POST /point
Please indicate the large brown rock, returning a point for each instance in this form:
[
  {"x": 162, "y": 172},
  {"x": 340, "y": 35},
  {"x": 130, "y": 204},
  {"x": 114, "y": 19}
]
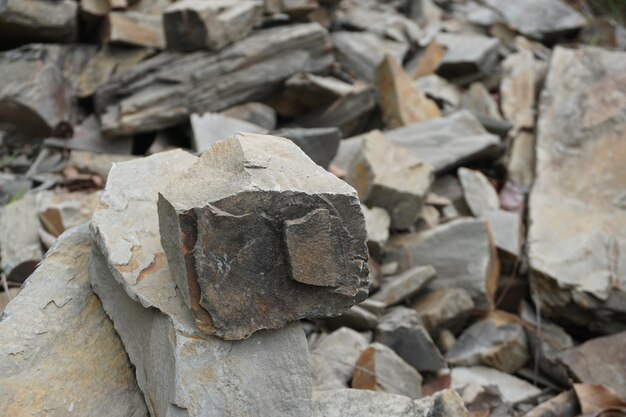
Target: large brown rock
[
  {"x": 257, "y": 236},
  {"x": 577, "y": 235}
]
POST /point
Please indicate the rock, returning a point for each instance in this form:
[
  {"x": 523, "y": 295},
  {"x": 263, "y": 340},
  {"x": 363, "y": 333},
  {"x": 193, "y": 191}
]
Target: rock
[
  {"x": 20, "y": 250},
  {"x": 461, "y": 251},
  {"x": 513, "y": 389},
  {"x": 538, "y": 18},
  {"x": 402, "y": 330},
  {"x": 467, "y": 54},
  {"x": 59, "y": 351},
  {"x": 405, "y": 285},
  {"x": 386, "y": 175},
  {"x": 576, "y": 248},
  {"x": 304, "y": 233},
  {"x": 190, "y": 25},
  {"x": 138, "y": 101},
  {"x": 447, "y": 308},
  {"x": 60, "y": 212},
  {"x": 401, "y": 102},
  {"x": 333, "y": 358},
  {"x": 320, "y": 144},
  {"x": 360, "y": 53},
  {"x": 445, "y": 403},
  {"x": 381, "y": 369},
  {"x": 500, "y": 344},
  {"x": 189, "y": 372},
  {"x": 135, "y": 28},
  {"x": 599, "y": 361},
  {"x": 29, "y": 21},
  {"x": 377, "y": 222},
  {"x": 256, "y": 113},
  {"x": 361, "y": 403},
  {"x": 480, "y": 195},
  {"x": 209, "y": 128}
]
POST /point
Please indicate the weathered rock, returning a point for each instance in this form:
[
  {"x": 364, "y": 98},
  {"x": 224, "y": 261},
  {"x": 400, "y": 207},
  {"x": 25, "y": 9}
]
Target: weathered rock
[
  {"x": 538, "y": 18},
  {"x": 138, "y": 100},
  {"x": 386, "y": 175},
  {"x": 20, "y": 250},
  {"x": 401, "y": 102},
  {"x": 405, "y": 285},
  {"x": 577, "y": 247},
  {"x": 377, "y": 222},
  {"x": 59, "y": 212},
  {"x": 59, "y": 354},
  {"x": 179, "y": 369},
  {"x": 320, "y": 144},
  {"x": 461, "y": 251},
  {"x": 402, "y": 330},
  {"x": 194, "y": 24},
  {"x": 480, "y": 195},
  {"x": 209, "y": 128},
  {"x": 467, "y": 54},
  {"x": 492, "y": 341},
  {"x": 257, "y": 236},
  {"x": 333, "y": 358},
  {"x": 447, "y": 308},
  {"x": 360, "y": 53},
  {"x": 380, "y": 369},
  {"x": 512, "y": 389},
  {"x": 27, "y": 21},
  {"x": 361, "y": 403},
  {"x": 599, "y": 361},
  {"x": 135, "y": 28},
  {"x": 256, "y": 113}
]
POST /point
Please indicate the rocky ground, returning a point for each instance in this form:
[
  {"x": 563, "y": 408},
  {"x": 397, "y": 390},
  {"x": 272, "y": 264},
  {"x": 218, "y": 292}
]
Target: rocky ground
[{"x": 331, "y": 208}]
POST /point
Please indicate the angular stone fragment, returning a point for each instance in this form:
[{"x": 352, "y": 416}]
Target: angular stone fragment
[
  {"x": 480, "y": 195},
  {"x": 401, "y": 102},
  {"x": 209, "y": 128},
  {"x": 577, "y": 246},
  {"x": 599, "y": 361},
  {"x": 20, "y": 249},
  {"x": 405, "y": 285},
  {"x": 138, "y": 100},
  {"x": 461, "y": 251},
  {"x": 333, "y": 358},
  {"x": 179, "y": 369},
  {"x": 513, "y": 389},
  {"x": 28, "y": 21},
  {"x": 59, "y": 351},
  {"x": 386, "y": 175},
  {"x": 538, "y": 18},
  {"x": 320, "y": 144},
  {"x": 135, "y": 28},
  {"x": 381, "y": 369},
  {"x": 447, "y": 308},
  {"x": 402, "y": 330},
  {"x": 494, "y": 342},
  {"x": 254, "y": 218},
  {"x": 195, "y": 24},
  {"x": 360, "y": 53}
]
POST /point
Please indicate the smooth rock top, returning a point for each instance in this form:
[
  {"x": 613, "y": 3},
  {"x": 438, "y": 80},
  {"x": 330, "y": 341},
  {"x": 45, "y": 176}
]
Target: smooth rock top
[{"x": 257, "y": 235}]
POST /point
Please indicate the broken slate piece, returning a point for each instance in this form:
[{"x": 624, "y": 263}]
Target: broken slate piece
[
  {"x": 258, "y": 236},
  {"x": 405, "y": 285},
  {"x": 59, "y": 350},
  {"x": 381, "y": 369},
  {"x": 178, "y": 368},
  {"x": 386, "y": 175},
  {"x": 461, "y": 251},
  {"x": 402, "y": 330},
  {"x": 190, "y": 25}
]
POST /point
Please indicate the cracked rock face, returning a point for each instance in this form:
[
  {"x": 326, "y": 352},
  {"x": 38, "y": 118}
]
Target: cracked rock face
[{"x": 257, "y": 236}]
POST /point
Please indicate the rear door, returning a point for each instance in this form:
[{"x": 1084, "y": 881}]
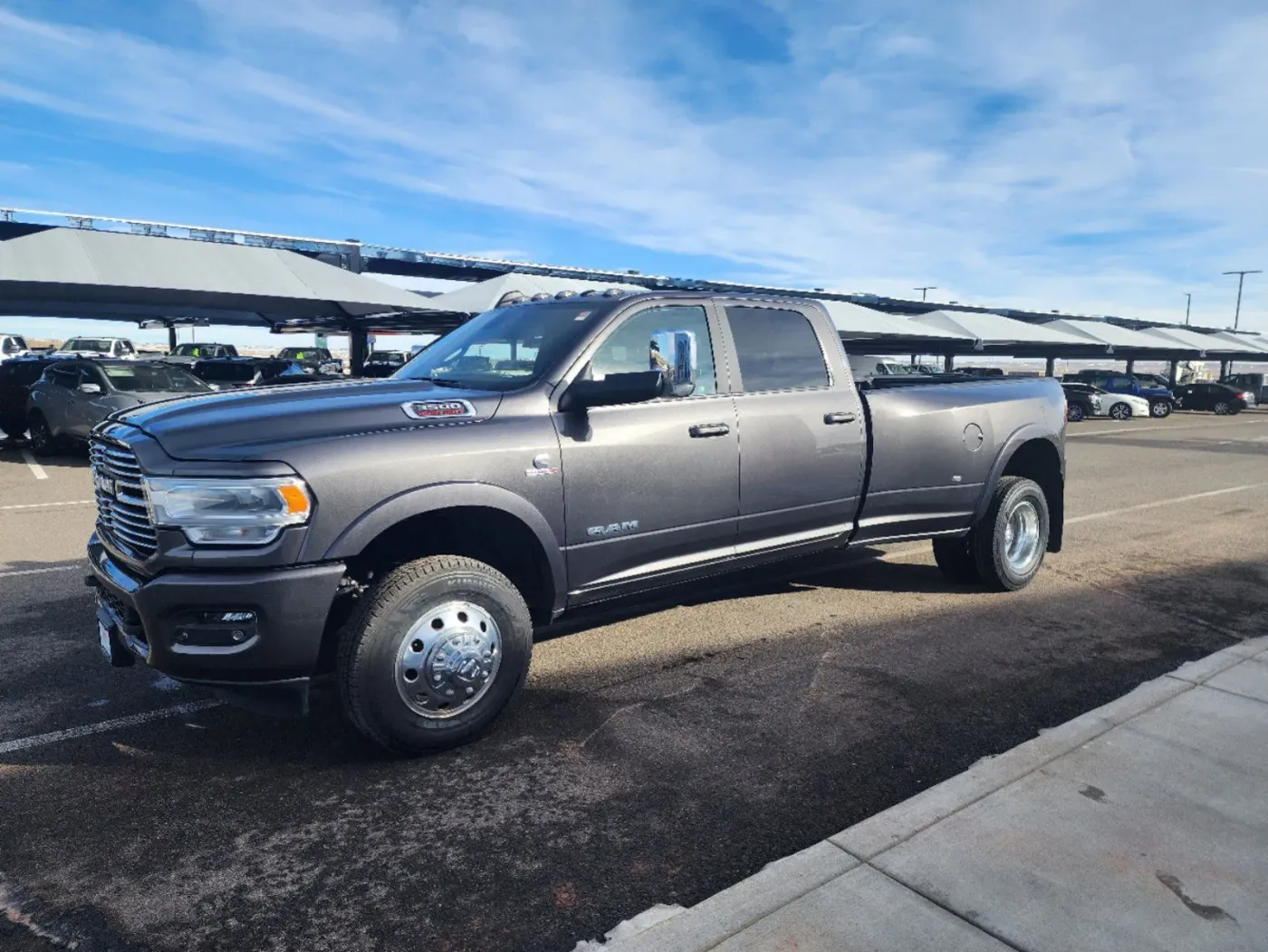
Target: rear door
[
  {"x": 802, "y": 440},
  {"x": 650, "y": 489}
]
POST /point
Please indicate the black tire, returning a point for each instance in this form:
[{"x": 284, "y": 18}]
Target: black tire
[
  {"x": 989, "y": 536},
  {"x": 42, "y": 440},
  {"x": 374, "y": 643},
  {"x": 955, "y": 557}
]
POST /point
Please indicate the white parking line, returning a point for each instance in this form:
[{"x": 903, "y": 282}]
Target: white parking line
[
  {"x": 1158, "y": 504},
  {"x": 44, "y": 505},
  {"x": 35, "y": 469},
  {"x": 40, "y": 572},
  {"x": 9, "y": 746},
  {"x": 1130, "y": 428}
]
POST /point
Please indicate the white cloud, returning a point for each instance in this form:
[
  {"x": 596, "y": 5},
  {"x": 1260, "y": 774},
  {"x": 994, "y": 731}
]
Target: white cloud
[{"x": 1074, "y": 155}]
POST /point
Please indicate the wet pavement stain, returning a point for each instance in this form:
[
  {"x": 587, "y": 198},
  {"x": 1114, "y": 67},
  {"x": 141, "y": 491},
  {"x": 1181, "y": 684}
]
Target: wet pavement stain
[{"x": 1211, "y": 913}]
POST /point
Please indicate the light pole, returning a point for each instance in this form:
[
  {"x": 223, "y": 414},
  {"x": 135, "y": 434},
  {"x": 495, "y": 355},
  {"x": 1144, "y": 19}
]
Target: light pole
[{"x": 1242, "y": 276}]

• Your instructions
Report every line in the entries above that contains the word "brown", treating uppercase and lowercase as different.

• Exercise result
Please indicate the large brown rock, returning a point for each instance in this form:
Target: large brown rock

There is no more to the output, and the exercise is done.